WORK INSTRUCTION – Reproduce the part of the obituary notices starting at "Early in his" and ending at "2001, aged 92)".
--- EXCERPTED PASSAGE ---
David STEVEN (7 December 2001, aged 75)
David went to PNG as a cadet patrol officer in 1949 and served in the Western, Madang, New Britain and Sepik Districts until independence. He is survived by Mary and their children Ruth and Bill.
Ralph Trevelyan ELDRIDGE, OBE (19 November 2001, aged 84)
Brigadier Eldridge’s army career spanned 35 years from his entry to Duntroon in 1937 to his retirement in 1972. In 1960 he was promoted to Colonel and served as Army Area Commander of PNG for nearly three years. He was then posted to London as Deputy Chief of the Joint Services Staff. In 1968 he was promoted to Brigadier and in 1969 was posted to PNG as Commander of PNG’s Defence Forces. On his retirement in 1972, the Post Courier of 14 April 1972 stated, “His measured approach to the delicate problem of securing the defence of Papua New Guinea utilising the soldiers in the making has been a contribution of some significance. With his impending retirement the Army’s loss is also Papua New Guinea’s.” He is survived by his wife Betty, two daughters and a son. Bill McGrath and M.R. Hayes
Alfred Richard (Cherry) LANE (4 August 2000, aged 85)
Early in his working life Cherry worked as a medical assistant with the navy and later with the Dept of Health in PNG. He loved the Highlands and settled near Goroka to grow coffee. His wife-to-be, Lorna, joined him there. The family moved to Melbourne when his two children reached high school age, but his happiest days were in Goroka. The Melbourne Age, 16 September 2000
Marjorie (Badi) Beatrice Mary SMEETON, née Abel (14 December 2001, aged 92)
Badi Smeeton was the youngest child of Charles and Beatrice Abel of Kwato. No further details available.
--- DATA ---
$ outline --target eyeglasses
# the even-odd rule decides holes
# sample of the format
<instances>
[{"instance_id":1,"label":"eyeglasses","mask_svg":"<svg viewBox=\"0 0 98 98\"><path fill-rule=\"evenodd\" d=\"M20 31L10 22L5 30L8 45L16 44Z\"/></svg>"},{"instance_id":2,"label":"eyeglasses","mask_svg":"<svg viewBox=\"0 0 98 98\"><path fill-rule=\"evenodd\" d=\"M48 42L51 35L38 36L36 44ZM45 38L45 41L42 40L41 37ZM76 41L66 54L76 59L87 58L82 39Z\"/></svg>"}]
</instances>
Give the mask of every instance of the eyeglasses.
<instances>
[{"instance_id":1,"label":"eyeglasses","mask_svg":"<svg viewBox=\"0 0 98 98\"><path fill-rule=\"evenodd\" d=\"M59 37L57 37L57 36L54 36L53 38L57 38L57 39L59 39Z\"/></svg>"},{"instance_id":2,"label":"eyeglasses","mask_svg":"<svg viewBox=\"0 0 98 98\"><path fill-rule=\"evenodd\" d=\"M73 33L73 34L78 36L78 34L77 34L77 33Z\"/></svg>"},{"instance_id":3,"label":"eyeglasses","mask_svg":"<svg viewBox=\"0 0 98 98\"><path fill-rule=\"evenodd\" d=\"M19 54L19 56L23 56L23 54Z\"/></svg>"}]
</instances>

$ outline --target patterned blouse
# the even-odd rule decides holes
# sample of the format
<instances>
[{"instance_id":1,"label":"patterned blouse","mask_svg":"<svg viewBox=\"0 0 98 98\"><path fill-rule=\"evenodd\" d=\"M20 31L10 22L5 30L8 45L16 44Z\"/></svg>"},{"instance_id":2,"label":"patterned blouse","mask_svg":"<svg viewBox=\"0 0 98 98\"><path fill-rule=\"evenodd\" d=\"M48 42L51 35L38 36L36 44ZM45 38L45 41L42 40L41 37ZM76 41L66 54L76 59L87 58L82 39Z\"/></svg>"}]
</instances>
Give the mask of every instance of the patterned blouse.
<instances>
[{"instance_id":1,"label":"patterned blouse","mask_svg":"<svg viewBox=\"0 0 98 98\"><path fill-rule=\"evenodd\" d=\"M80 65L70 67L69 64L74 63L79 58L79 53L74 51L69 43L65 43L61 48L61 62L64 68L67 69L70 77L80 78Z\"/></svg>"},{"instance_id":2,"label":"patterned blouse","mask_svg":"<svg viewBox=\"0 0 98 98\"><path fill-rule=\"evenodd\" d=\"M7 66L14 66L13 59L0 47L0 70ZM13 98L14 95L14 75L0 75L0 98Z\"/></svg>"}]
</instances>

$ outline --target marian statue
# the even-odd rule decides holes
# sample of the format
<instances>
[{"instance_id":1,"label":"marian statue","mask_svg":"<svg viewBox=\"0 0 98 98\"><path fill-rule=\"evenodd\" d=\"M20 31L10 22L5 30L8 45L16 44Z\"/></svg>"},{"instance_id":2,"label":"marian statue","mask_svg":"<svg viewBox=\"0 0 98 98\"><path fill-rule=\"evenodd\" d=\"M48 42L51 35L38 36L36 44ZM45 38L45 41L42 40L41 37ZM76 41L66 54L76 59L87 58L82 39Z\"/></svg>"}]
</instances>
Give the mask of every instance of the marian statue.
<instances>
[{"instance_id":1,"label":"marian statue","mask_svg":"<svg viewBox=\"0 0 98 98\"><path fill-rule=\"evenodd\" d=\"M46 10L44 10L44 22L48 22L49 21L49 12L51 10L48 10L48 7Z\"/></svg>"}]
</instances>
---
YOUR RESPONSE –
Early in his working life Cherry worked as a medical assistant with the navy and later with the Dept of Health in PNG. He loved the Highlands and settled near Goroka to grow coffee. His wife-to-be, Lorna, joined him there. The family moved to Melbourne when his two children reached high school age, but his happiest days were in Goroka. The Melbourne Age, 16 September 2000
Marjorie (Badi) Beatrice Mary SMEETON, née Abel (14 December 2001, aged 92)